CHALLENGE: Which lines in the material below contain the word "white"? Collect each of them, matching case exactly.
···
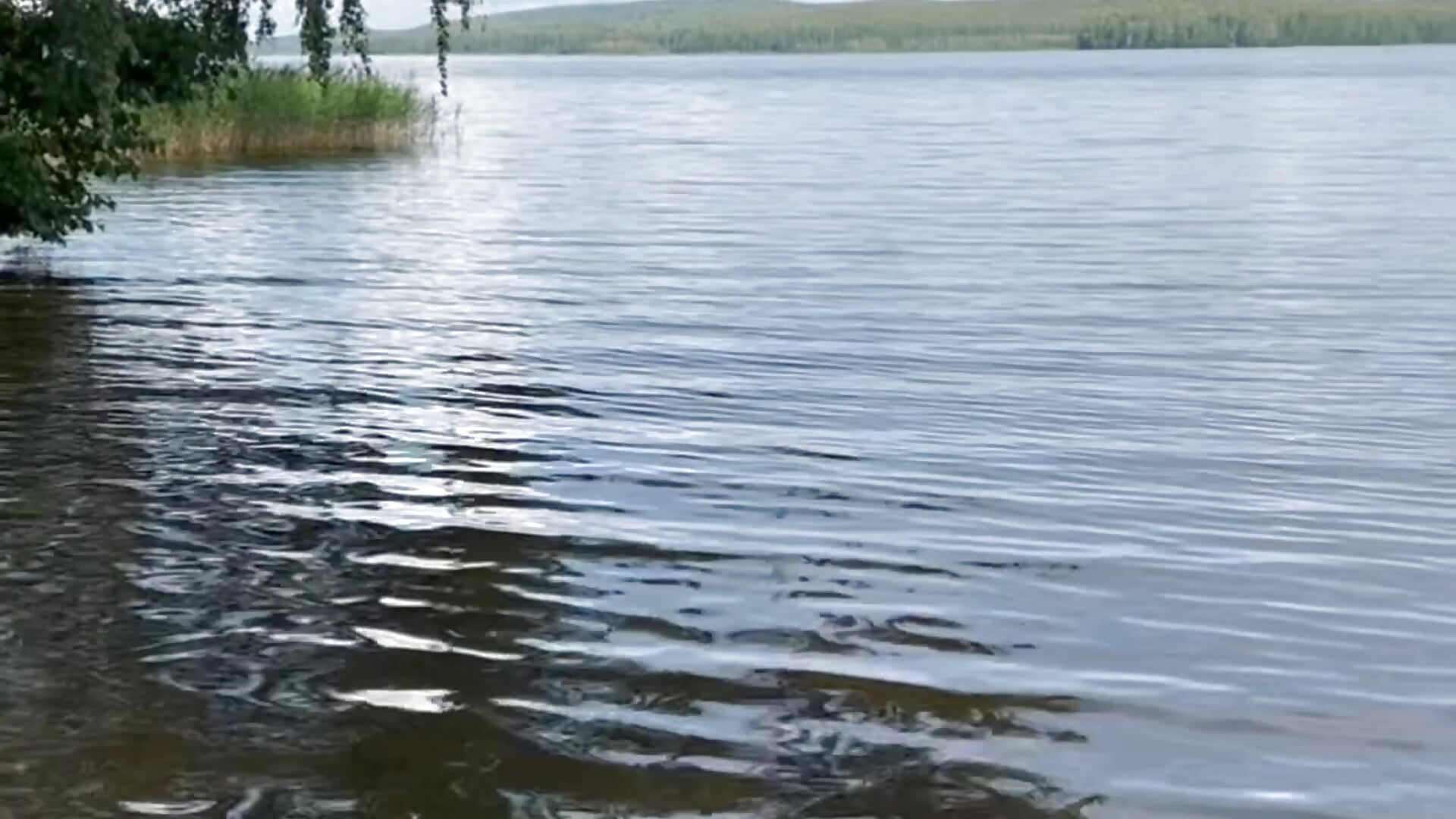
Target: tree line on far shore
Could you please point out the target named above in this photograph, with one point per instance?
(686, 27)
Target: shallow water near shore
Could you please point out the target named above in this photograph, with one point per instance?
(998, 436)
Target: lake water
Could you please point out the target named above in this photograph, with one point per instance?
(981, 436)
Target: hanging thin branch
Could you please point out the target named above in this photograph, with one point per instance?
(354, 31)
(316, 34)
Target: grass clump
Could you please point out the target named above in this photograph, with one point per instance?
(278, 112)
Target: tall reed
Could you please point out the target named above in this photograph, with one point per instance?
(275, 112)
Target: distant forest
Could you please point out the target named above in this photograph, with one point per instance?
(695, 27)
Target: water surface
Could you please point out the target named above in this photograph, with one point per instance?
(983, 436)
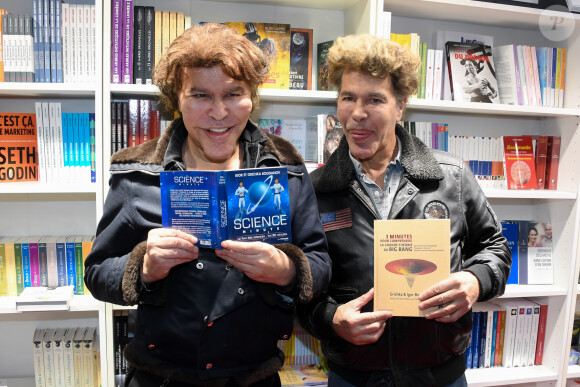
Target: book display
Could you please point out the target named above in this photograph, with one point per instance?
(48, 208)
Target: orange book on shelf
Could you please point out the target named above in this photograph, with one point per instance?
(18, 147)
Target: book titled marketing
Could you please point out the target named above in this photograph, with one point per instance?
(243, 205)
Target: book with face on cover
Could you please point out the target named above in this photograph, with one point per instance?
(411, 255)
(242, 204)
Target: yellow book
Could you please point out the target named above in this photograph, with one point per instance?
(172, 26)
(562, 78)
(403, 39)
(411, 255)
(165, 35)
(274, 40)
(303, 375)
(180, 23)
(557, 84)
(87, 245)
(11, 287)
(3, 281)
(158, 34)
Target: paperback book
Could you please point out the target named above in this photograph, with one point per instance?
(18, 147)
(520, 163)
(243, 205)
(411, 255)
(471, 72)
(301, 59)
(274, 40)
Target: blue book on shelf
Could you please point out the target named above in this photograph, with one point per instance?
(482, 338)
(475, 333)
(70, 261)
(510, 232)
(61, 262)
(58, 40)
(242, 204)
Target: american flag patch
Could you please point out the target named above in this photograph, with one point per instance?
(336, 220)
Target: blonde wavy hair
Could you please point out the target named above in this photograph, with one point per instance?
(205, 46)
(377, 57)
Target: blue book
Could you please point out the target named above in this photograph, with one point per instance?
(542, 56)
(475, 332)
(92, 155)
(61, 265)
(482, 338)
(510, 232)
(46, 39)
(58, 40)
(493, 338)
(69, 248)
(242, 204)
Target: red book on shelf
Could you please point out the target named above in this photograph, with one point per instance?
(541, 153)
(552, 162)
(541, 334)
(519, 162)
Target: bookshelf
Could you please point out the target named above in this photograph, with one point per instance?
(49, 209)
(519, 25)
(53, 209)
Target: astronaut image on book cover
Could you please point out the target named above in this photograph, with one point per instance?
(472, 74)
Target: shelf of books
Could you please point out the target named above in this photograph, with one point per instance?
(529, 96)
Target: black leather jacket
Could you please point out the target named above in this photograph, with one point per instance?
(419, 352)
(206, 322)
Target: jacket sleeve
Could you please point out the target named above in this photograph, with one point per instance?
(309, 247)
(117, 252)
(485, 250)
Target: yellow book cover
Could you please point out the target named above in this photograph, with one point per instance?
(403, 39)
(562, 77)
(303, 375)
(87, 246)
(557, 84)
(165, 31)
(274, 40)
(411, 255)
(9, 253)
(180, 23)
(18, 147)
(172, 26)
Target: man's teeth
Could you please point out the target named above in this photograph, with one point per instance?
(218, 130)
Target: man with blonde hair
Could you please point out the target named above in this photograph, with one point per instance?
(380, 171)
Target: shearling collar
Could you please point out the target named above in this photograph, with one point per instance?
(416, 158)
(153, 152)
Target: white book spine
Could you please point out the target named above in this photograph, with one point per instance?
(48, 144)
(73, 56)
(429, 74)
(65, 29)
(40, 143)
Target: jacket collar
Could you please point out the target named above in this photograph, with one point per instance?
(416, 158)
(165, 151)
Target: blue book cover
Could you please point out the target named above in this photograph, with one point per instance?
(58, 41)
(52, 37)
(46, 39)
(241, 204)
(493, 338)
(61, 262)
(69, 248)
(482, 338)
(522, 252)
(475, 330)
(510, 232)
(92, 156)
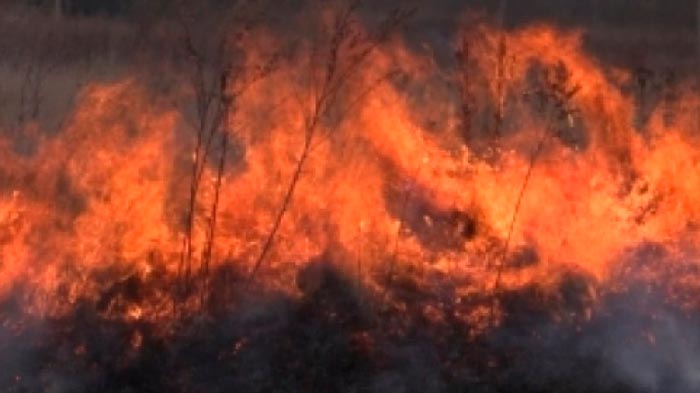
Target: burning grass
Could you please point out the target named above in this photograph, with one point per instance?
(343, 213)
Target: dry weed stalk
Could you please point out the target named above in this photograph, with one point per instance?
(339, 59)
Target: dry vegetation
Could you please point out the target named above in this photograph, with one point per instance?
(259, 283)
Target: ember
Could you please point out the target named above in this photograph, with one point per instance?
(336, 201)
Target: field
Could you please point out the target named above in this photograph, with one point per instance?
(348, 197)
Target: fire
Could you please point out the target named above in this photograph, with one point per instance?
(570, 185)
···
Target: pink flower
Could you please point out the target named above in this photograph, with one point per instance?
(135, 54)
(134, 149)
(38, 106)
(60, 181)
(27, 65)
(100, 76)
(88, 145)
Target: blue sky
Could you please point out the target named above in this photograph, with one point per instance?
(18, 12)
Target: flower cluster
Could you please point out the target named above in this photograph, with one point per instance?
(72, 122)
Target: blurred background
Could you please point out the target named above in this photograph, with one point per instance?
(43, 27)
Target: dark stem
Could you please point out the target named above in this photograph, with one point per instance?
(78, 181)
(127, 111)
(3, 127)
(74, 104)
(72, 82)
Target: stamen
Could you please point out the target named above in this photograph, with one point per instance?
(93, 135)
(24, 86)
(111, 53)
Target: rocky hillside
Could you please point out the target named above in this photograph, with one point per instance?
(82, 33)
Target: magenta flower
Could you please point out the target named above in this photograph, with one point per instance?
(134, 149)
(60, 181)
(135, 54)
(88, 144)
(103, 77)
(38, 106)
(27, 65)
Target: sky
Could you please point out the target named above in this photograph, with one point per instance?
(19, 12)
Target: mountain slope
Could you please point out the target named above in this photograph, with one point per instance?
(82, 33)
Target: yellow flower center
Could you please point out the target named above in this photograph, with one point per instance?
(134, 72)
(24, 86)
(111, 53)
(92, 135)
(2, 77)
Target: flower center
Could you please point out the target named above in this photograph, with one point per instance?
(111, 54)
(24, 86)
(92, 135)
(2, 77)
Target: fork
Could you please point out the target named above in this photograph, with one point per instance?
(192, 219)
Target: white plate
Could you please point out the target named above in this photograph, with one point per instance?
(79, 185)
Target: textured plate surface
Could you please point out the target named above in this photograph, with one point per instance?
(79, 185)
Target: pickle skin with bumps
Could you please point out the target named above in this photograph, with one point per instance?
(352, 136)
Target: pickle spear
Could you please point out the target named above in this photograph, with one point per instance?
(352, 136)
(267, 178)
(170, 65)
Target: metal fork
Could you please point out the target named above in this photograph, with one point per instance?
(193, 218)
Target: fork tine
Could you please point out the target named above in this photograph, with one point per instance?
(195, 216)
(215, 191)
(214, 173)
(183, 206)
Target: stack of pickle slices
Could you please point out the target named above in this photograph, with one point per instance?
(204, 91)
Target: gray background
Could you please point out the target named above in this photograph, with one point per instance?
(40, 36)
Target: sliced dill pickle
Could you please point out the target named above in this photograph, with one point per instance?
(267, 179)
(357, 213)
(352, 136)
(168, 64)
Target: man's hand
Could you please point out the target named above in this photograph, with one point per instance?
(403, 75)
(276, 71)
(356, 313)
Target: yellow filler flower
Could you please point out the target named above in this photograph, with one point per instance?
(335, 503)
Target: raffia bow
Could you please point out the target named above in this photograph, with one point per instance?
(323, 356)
···
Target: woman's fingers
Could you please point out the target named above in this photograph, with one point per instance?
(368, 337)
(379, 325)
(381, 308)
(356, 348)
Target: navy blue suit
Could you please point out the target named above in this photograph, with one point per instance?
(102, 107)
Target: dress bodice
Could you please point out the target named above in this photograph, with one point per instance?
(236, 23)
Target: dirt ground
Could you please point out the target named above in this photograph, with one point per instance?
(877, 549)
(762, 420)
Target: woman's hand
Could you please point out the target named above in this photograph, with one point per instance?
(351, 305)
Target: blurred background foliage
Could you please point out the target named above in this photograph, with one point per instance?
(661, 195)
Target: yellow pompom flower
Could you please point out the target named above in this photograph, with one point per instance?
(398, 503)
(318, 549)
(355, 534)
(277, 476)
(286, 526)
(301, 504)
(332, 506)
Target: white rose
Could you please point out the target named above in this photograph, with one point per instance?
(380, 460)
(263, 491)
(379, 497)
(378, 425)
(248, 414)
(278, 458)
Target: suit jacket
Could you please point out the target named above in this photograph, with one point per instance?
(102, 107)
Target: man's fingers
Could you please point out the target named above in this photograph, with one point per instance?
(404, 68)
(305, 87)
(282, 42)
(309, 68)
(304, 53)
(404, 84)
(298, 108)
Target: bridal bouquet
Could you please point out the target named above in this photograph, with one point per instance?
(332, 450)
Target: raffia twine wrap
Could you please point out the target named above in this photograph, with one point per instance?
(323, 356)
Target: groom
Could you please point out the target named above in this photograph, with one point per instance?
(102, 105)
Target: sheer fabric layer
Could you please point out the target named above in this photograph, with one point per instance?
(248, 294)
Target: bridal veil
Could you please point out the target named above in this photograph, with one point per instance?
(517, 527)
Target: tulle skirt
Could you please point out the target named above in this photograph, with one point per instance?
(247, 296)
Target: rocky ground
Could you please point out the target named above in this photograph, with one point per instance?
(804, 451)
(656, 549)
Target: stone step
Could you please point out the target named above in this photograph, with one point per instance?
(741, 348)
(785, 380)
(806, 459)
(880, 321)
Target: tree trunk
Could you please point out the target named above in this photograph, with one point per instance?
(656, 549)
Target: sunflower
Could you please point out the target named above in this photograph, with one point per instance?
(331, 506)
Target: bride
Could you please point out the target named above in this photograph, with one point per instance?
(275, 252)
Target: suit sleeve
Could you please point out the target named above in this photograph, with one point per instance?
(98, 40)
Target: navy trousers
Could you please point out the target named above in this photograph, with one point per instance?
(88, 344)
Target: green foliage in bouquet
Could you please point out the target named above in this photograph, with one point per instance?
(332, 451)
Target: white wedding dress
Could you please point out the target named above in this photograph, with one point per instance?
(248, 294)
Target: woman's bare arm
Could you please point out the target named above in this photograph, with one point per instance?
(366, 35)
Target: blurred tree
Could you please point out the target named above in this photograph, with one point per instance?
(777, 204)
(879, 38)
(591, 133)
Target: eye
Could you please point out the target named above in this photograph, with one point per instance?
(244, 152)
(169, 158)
···
WRITTEN ANSWER:
Target: white book spine
Target: white plate
Target: white rose
Target: white wedding dress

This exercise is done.